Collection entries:

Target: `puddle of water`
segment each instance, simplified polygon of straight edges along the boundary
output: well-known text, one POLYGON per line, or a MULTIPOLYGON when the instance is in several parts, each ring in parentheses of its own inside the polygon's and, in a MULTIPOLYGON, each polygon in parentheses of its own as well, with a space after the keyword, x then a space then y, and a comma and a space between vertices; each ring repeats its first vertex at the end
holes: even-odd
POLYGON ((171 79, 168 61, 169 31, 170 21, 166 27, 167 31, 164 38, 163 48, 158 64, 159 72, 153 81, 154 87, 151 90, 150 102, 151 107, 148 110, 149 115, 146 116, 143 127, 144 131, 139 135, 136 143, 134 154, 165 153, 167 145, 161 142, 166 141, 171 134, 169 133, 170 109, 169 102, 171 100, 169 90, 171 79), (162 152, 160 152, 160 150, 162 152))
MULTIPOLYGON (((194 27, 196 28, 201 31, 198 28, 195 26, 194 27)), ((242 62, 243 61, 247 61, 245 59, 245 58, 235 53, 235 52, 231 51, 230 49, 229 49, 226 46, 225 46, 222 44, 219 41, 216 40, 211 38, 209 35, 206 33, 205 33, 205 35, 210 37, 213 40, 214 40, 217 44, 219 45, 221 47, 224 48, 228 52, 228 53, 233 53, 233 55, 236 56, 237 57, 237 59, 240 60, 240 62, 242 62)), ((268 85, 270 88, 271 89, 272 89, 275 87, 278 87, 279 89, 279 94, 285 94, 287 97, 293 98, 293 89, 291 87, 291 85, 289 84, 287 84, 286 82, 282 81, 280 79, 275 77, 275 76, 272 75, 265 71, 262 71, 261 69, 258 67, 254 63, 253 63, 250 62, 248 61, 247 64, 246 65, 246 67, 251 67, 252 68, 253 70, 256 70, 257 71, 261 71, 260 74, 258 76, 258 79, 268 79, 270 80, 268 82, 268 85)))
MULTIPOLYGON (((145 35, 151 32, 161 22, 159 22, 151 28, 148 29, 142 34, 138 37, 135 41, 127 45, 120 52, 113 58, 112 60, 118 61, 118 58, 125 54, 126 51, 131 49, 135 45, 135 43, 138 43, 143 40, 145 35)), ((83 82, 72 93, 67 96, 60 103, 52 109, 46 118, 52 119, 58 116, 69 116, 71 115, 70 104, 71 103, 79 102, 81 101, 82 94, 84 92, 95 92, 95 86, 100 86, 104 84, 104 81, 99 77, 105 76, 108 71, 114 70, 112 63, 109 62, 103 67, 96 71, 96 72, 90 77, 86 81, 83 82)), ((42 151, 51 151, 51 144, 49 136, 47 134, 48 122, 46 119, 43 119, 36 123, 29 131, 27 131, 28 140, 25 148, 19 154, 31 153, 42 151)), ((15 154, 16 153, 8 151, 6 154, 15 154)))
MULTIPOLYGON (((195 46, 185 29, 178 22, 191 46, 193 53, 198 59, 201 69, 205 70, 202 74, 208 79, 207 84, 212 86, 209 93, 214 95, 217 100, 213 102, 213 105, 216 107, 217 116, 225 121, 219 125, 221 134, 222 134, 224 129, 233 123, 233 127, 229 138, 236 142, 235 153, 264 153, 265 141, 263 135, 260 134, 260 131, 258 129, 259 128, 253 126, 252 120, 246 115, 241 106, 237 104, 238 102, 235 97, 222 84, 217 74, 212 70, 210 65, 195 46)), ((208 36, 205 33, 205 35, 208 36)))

Given request: Can you repeat everything from the start of the material down to the line containing "segment each instance, simplified", word for word?

Problem solution:
Target: `puddle of water`
segment each instance, simplified polygon of straight edges along the boundary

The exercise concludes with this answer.